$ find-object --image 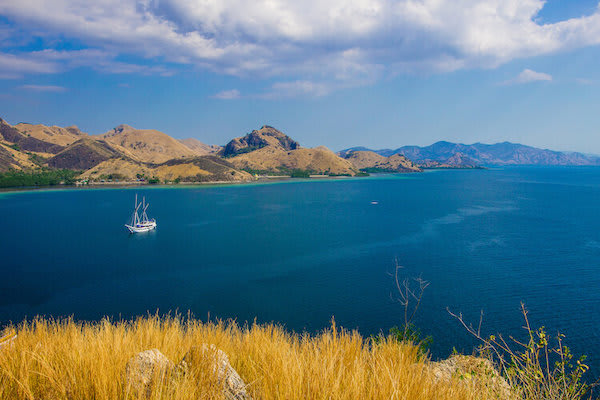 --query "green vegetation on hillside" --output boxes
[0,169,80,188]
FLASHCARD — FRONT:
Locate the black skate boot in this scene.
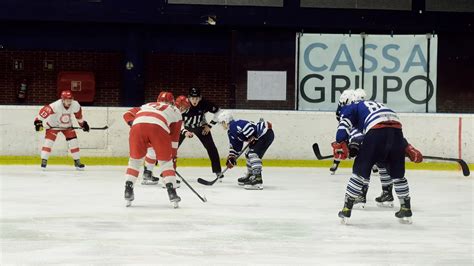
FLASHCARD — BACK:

= = =

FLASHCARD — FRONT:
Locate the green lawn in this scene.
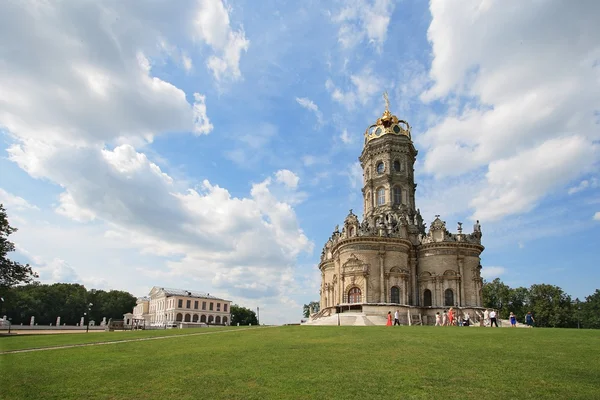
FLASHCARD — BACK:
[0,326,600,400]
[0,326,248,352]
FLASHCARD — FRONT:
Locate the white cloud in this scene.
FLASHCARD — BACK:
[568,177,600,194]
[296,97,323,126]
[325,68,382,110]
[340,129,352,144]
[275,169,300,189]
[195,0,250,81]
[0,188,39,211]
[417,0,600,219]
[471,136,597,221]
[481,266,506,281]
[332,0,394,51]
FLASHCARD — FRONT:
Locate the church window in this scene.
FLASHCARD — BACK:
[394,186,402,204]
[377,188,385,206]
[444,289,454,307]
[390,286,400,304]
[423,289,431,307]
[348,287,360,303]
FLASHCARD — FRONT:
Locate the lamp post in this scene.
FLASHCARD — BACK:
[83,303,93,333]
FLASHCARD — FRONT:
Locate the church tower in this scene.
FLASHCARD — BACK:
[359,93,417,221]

= = =

WORK REQUIRED - Identify every line in the records above that contains the word "church", and copy each of those lines.

SOLVED EXERCISE -
Locate the church window in this scene.
Locate the church tower in this scene.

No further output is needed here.